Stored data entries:
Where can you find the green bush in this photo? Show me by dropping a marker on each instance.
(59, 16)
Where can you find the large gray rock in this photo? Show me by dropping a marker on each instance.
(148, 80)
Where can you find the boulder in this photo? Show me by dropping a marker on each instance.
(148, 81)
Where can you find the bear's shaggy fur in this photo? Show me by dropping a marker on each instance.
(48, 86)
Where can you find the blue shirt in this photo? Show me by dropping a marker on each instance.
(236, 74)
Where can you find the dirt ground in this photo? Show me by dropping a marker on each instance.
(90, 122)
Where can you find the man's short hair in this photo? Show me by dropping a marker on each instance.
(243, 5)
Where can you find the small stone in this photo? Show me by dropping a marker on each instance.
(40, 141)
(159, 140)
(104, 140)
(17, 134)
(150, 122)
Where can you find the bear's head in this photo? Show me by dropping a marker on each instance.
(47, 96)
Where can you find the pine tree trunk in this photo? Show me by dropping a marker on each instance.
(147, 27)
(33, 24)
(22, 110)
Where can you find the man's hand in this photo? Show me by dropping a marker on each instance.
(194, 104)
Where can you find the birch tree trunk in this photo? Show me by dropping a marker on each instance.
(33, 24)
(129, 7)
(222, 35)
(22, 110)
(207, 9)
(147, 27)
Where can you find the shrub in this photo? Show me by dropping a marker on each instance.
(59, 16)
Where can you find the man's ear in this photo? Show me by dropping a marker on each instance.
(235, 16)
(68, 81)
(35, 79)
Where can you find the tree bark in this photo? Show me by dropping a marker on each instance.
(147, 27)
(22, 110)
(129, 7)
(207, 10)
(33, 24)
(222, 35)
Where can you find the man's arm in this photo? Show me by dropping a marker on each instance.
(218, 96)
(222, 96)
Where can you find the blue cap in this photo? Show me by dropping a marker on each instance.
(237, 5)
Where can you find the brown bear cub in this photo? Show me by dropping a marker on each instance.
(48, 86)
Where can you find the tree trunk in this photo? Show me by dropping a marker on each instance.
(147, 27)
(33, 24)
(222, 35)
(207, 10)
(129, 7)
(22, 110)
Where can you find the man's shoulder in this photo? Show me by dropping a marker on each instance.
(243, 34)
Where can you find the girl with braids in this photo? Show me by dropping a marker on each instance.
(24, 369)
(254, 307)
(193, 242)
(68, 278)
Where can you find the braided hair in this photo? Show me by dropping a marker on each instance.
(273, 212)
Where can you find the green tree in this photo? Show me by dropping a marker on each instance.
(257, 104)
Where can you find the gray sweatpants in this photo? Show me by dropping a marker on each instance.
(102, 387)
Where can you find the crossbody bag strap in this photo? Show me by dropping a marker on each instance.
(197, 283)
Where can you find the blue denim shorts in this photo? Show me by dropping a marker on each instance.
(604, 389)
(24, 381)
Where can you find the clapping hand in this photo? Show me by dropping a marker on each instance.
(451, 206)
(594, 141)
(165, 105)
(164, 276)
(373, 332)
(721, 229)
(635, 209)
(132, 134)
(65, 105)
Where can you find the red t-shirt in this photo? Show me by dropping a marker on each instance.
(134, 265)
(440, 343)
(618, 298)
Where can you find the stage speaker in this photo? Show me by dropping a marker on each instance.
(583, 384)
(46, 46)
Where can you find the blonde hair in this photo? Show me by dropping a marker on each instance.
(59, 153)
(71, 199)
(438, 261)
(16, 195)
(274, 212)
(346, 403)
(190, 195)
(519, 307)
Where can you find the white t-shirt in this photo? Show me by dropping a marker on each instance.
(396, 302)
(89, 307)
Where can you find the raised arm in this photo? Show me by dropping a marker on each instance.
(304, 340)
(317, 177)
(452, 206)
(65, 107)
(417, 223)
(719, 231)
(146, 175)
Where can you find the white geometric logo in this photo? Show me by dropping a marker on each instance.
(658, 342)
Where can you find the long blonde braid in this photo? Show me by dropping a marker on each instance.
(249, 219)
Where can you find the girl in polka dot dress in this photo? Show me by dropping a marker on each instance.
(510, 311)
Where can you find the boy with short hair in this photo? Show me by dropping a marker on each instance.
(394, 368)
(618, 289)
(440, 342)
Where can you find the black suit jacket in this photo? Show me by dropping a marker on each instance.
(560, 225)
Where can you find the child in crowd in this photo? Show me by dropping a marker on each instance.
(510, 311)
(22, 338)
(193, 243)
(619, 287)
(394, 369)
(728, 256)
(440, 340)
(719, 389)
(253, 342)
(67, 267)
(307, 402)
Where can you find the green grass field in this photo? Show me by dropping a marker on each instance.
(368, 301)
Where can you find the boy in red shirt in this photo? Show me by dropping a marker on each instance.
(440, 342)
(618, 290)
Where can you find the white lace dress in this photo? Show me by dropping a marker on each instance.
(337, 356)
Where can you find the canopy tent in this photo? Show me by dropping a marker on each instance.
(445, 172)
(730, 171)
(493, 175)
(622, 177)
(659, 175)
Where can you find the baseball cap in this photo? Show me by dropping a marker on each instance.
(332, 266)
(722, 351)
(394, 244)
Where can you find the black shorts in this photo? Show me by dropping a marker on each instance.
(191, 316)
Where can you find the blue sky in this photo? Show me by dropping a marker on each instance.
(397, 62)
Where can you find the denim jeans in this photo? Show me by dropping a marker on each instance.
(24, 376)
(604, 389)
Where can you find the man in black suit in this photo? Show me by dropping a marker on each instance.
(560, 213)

Your goal:
The entire set of entries, and nothing else, should be set down exactly.

Problem solution:
Where can you find the green bush in this photo? Show me by dropping a marker on each instance.
(59, 16)
Where can you find the large gray rock in this photo? Show me by dropping a marker on each instance.
(148, 80)
Where can you find the boulder in this photo? Show me by dropping a marker on each instance.
(148, 81)
Where can you find the bear's shaggy fur in this photo? Show me by dropping a marker on each instance.
(48, 86)
Where can you find the blue shirt in this photo? Show me by dropping a marker on each instance.
(236, 74)
Where can you find the dirt ground in this photo? Show me by dropping a marker on each instance.
(90, 122)
Where can you find the man's short hair in this photo? Show me by dropping a marker on each instance.
(243, 5)
Where can you find the small stone in this photo? Show me by dropping a marker on each instance.
(40, 141)
(159, 140)
(104, 140)
(17, 134)
(150, 122)
Where can you find the bear's head in this photo? Show me by dropping a marker on each instance.
(47, 96)
Where can you find the pine tree trunk in this photo? Show me by dropping a marker on each instance.
(147, 27)
(33, 24)
(22, 110)
Where can you find the man's hand in this photo? Show me by dropping a marker on each instance.
(194, 104)
Where can you find the birch tree trunk in this photo? Show me by dropping a marker on each instance.
(33, 24)
(129, 7)
(222, 35)
(22, 110)
(207, 9)
(147, 27)
Where can you find the shrub in this photo? Show me by dropping a marker on each instance.
(59, 16)
Where can you find the man's ear in this photo? Show me by dropping a marker on each instance.
(235, 16)
(68, 81)
(35, 79)
Where can you find the tree bark in this photo? Show me by dropping a marker on each instance.
(147, 27)
(22, 110)
(129, 7)
(207, 10)
(33, 24)
(222, 35)
Where can you find the man's arm in this photo? Show me by dropping a marker on each instance.
(218, 96)
(222, 96)
Where can you find the blue cap in this photo? Show me by dropping a marker on each instance.
(237, 5)
Where can you find the brown bear cub in this photo? Show me by dropping a marker on each instance.
(48, 86)
Where can you find the tree trunk in this photo? Show me by dropping a marker on each instance.
(147, 27)
(33, 24)
(222, 35)
(207, 10)
(129, 7)
(22, 110)
Where can you find the man's shoulder in this photo? Show me by dropping a marker on each instance.
(243, 34)
Where can you find the girl with braids in this photo? Show me by dropping a marker on each instance.
(24, 369)
(254, 307)
(193, 242)
(68, 278)
Where can you find the braided hair in this photo? Show me by dropping a marker on each instance.
(273, 212)
Where can you find the green tree in this photo? Show me by dropping a marker on each instance.
(257, 104)
Where can you find the gray sweatpants in this photo? Show me by dropping a marker on each instance.
(102, 387)
Where can you find the crossbody bag strap in this photo? Show me by dropping a marker on each instance.
(197, 283)
Where can you find the blue denim shorts in this photo? Show me by dropping a marker on each instance.
(604, 389)
(24, 381)
Where can you find the clapping hand in this photo? Show me by dropping a marker on each instance.
(451, 206)
(594, 141)
(165, 105)
(164, 276)
(373, 332)
(721, 229)
(635, 209)
(132, 134)
(65, 105)
Where can you find the red t-shirt in this photo? Show me by dropping a marker on each instance.
(134, 265)
(440, 343)
(618, 298)
Where can you find the stage speaker in this photo? Show me by dropping a marker on each instance.
(583, 384)
(46, 46)
Where can you find the blonde hair in this photo? Show me by dropping a marker on each instance.
(59, 153)
(71, 199)
(438, 261)
(16, 195)
(274, 212)
(346, 403)
(190, 195)
(519, 307)
Where can you find the white t-shirt in this photo? Show me by dropping a marker on each instance.
(396, 302)
(89, 307)
Where can you find the raised arm in this photo? Show me by dropping a marker on each instance.
(304, 340)
(317, 177)
(452, 206)
(65, 107)
(417, 223)
(719, 231)
(146, 175)
Where can you find the white geometric logo in this photo? Show me by dropping a marker on each instance.
(658, 342)
Where can you find the long blonde braid in this photo? Show me by dropping a marker on each instance.
(249, 219)
Where can you find the girl in polka dot dress in this photo? Show me by dropping a marker on each instance.
(510, 311)
Where can you find the boy with short hair in this photo? Show me by dropping a marker on each instance.
(394, 368)
(618, 289)
(440, 342)
Where can you find the black suit jacket in this photo? Show me by dropping a marker on each instance.
(560, 225)
Where can you find the child in crowd in this photo? Show me by dropping a marker on each instance.
(510, 311)
(22, 338)
(193, 243)
(619, 287)
(394, 369)
(728, 256)
(440, 340)
(719, 389)
(253, 342)
(67, 267)
(307, 402)
Where can you find the green grass field in this photo? Show me by dropping a marker on each instance.
(368, 301)
Where can you find the boy in red shirt in this photo? Show me by dropping a marker on each instance.
(440, 342)
(618, 290)
Where can you find the white lace dress in this photo? Show me by dropping a marker on each instance.
(337, 356)
Where can you find the canopy tent in this photo? Show me by dropping a marker on each instance.
(445, 172)
(730, 171)
(493, 175)
(622, 177)
(659, 175)
Where can you find the baseball cap in this photo? Show me by dropping a marker on each instance.
(332, 266)
(722, 351)
(394, 244)
Where can you find the black shorts in this photo? Show me by dropping a marker on each instance.
(191, 316)
Where can you find the blue sky in this photo? Show me by dropping a marker on each instance.
(397, 62)
Where can you find the denim jeans in this photo? Show me by dropping a marker on each instance.
(24, 376)
(604, 389)
Where can you find the man in black suit in this photo? Show me by dropping a marker on each instance.
(560, 213)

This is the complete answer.